+++ Supplied data

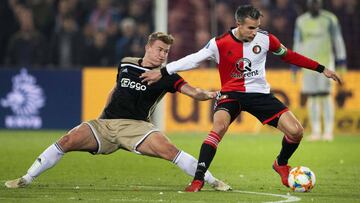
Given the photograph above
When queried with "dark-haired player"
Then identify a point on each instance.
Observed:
(240, 55)
(125, 121)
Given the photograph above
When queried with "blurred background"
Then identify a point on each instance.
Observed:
(75, 33)
(68, 51)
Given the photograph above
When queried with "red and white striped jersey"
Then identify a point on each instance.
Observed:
(241, 64)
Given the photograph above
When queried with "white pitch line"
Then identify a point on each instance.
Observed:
(288, 198)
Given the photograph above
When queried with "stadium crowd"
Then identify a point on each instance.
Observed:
(76, 33)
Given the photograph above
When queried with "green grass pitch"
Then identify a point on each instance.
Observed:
(242, 161)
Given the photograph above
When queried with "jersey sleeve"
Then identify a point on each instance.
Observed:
(174, 83)
(291, 57)
(209, 52)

++++++

Required work:
Strip out the images, then output the records above word for word.

Solution for this task:
Given the photograph above
When queried with "dark-haired player"
Then identify a point on each instance.
Observed:
(240, 55)
(125, 121)
Given the photograph above
When queried with "blurred background"
Then identify a point on each instance.
Observed:
(75, 33)
(68, 51)
Given the photograph above
When queried with "red and white striped jersey"
Then identify a point on each instance.
Observed:
(241, 64)
Given the photograph above
When queried with "white pitch line"
Then identify a point on each instance.
Observed:
(288, 198)
Given the photograph above
When queried with "stadium crowd"
Then identify a point on each instance.
Observed:
(76, 33)
Given the photograph above
When queried with "green grass pitch"
Then identify a point on each instance.
Observed:
(242, 161)
Given the photograph above
When queried with "jersey sleeve"
Then identify a point on each instance.
Observed:
(174, 83)
(291, 57)
(209, 52)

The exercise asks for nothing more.